■ Exercise details
Count the lines in the records below that contain the string "firework", matching case exactly, and reply with the number alone.

[Saved entries]

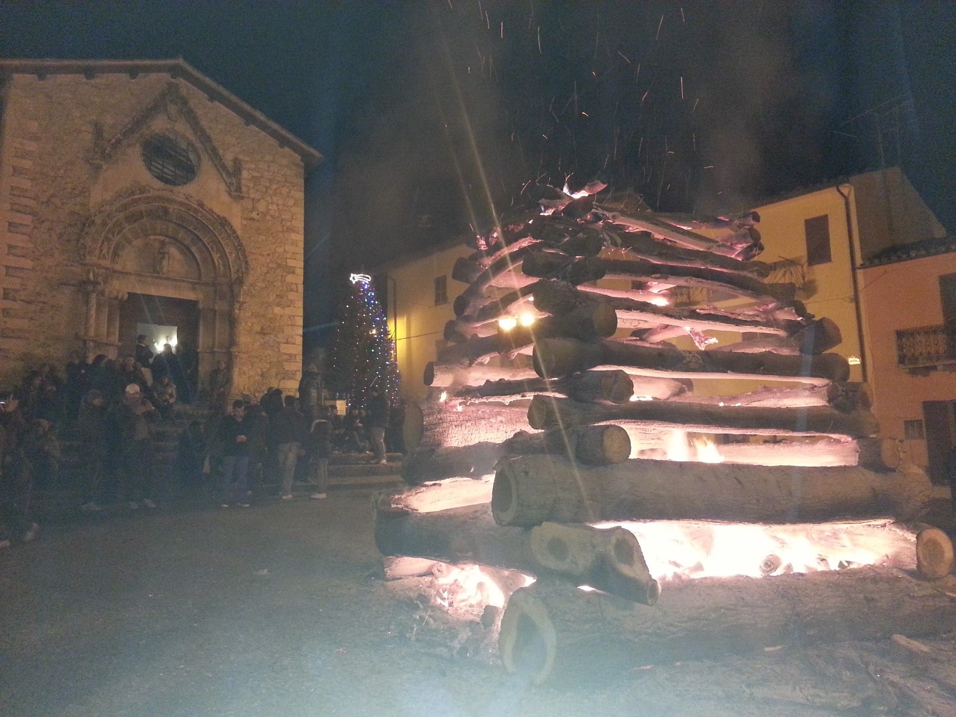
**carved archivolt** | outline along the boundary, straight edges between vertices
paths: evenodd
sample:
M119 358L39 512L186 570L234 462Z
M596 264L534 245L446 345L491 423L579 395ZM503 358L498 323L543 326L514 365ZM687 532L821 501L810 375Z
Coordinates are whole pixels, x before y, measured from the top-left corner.
M189 252L200 281L241 286L249 273L228 221L199 202L157 190L134 188L98 207L80 234L80 254L87 265L119 268L123 252L147 237L171 239Z

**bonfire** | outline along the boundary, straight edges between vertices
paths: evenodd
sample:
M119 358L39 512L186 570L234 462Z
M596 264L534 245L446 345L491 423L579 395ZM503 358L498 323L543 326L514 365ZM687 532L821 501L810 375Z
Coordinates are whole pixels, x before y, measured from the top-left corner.
M949 629L929 481L875 438L836 325L767 281L759 217L628 215L599 189L542 187L455 265L451 345L405 416L409 488L376 499L386 575L429 574L432 603L535 683L584 655Z

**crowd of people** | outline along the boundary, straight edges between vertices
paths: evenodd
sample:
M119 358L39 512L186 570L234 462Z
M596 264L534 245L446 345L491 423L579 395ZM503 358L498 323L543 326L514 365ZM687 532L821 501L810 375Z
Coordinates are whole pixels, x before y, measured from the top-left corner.
M81 495L79 510L95 513L106 503L131 511L156 509L176 493L214 494L223 508L250 506L254 484L275 482L282 500L297 479L326 497L334 452L371 449L374 461L401 451L401 406L372 389L366 411L339 416L324 405L317 373L307 370L298 397L270 388L256 401L229 402L231 375L219 361L200 385L194 351L166 344L154 354L138 337L121 359L77 358L60 375L46 364L11 391L0 392L0 548L30 541L37 531L33 511L37 489ZM154 455L154 424L169 422L176 406L200 397L211 416L193 420L177 437L170 469ZM195 414L199 415L199 414ZM81 465L61 480L61 440L78 443Z

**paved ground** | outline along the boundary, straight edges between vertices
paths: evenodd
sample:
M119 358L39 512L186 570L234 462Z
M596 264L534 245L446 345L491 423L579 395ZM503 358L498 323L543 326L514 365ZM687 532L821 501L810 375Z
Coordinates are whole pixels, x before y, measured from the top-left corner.
M46 527L0 553L0 715L956 714L946 641L912 675L843 645L531 689L410 641L417 606L380 571L358 490Z

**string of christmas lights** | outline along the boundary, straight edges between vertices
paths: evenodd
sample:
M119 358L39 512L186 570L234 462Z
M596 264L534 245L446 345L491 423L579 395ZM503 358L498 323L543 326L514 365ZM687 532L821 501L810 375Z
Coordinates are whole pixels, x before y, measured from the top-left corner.
M380 386L394 403L399 367L388 320L368 274L352 274L352 291L339 311L332 338L332 370L350 407L364 409L372 386Z

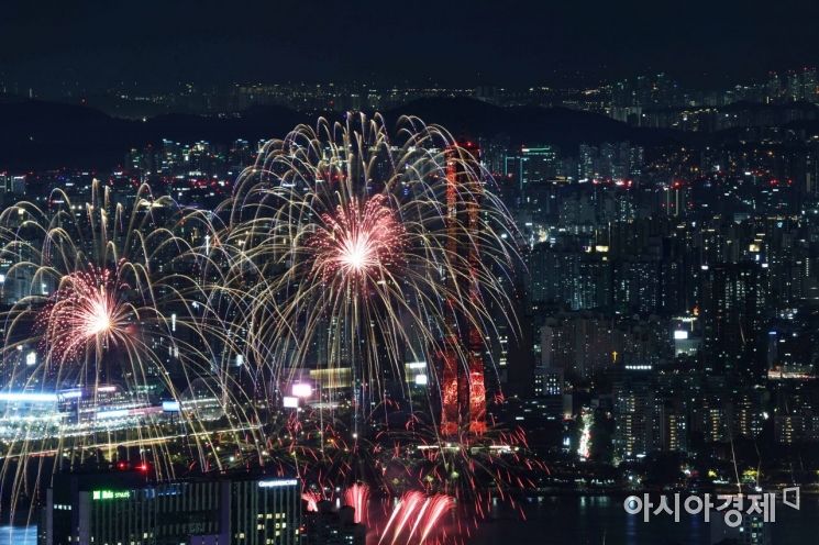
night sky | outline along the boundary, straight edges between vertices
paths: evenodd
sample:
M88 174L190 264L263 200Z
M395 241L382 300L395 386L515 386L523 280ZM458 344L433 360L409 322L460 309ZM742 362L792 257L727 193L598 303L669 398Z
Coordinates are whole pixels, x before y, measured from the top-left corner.
M815 0L18 1L0 80L590 82L666 71L719 87L819 64Z

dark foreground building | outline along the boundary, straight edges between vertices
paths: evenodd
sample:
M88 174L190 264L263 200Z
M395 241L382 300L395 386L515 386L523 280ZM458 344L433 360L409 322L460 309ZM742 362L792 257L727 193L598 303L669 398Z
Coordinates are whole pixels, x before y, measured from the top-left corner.
M60 475L40 545L296 545L297 479L224 477L146 483L130 474Z

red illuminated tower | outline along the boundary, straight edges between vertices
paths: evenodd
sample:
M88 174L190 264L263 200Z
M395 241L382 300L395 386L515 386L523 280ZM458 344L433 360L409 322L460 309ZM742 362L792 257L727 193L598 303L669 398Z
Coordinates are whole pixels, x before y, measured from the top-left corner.
M478 241L483 177L479 149L472 142L446 149L447 252L460 267L449 279L453 293L468 294L471 304L480 303L477 283ZM444 349L441 354L441 433L455 435L468 426L473 433L486 430L484 385L484 340L477 325L449 301Z

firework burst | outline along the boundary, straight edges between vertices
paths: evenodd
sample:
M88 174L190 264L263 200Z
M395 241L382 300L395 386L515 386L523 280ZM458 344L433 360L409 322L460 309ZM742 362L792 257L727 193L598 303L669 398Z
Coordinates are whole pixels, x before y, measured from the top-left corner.
M214 280L201 276L223 257L210 244L215 229L145 187L131 197L126 208L95 182L85 203L55 191L46 209L20 202L0 214L0 259L11 264L4 394L55 403L33 419L5 405L14 424L3 430L2 478L14 501L47 485L42 471L90 460L136 457L161 478L189 464L222 467L217 433L255 455L258 441L246 436L259 419L225 372L236 348L211 307ZM163 414L163 401L178 418Z
M490 186L469 151L416 119L395 142L355 115L269 142L223 209L248 359L281 388L305 369L348 381L334 402L362 422L389 383L406 391L407 362L433 387L442 353L474 367L495 324L514 323L514 233ZM452 341L466 330L473 345Z

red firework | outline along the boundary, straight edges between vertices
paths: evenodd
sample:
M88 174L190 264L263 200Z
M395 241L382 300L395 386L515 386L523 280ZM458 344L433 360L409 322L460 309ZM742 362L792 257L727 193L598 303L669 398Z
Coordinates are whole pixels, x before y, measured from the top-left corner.
M344 492L344 503L355 510L355 523L366 522L367 500L369 499L369 487L355 483Z
M380 280L389 276L403 244L405 229L383 194L340 204L322 214L311 238L313 271L324 280Z
M64 276L36 323L47 360L62 365L86 349L117 343L128 326L122 288L108 269Z
M427 497L418 491L407 492L392 509L378 544L440 543L445 538L441 520L453 504L453 499L449 496Z

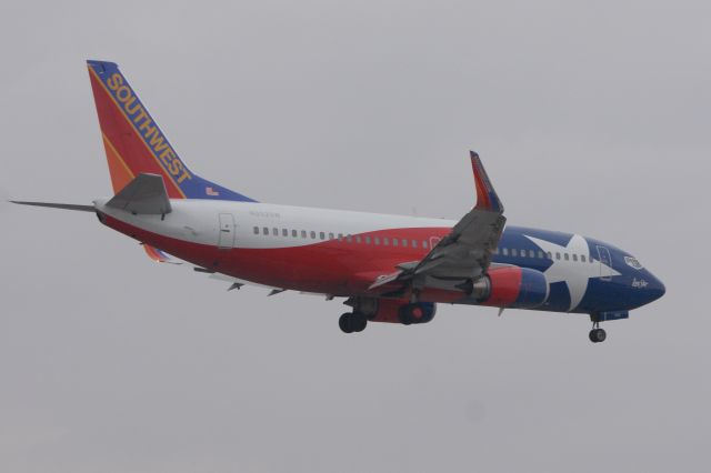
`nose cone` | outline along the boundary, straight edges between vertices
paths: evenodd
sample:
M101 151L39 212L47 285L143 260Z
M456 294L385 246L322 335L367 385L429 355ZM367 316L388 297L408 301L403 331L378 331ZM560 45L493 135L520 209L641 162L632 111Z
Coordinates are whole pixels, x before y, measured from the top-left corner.
M649 273L649 281L650 281L649 285L645 288L647 289L645 292L649 299L647 303L650 303L660 299L667 292L667 288L664 288L664 283L661 282L659 278L657 278L652 273Z

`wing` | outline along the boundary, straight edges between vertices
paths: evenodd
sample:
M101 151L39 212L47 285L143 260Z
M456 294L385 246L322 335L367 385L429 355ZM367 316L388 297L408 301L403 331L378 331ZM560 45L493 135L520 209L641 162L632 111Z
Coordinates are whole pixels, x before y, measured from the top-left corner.
M487 272L507 219L479 154L471 152L477 205L452 228L421 261L402 263L392 274L380 276L370 289L402 293L435 288L471 292L474 280ZM394 289L398 288L398 289ZM388 294L383 294L388 295Z

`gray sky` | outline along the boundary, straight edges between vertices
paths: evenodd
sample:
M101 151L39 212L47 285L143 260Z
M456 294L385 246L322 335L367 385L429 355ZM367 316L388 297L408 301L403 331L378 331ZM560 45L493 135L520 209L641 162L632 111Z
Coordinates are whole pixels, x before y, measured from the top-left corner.
M150 262L0 205L0 470L708 471L704 1L0 3L0 195L110 194L89 58L193 171L266 202L460 218L475 149L517 224L600 238L667 295L605 324L338 301Z

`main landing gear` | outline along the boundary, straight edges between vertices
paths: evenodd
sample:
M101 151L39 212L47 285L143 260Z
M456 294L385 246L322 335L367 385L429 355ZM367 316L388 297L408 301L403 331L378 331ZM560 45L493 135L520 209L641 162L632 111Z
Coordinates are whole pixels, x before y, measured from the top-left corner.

■ Output of the task
2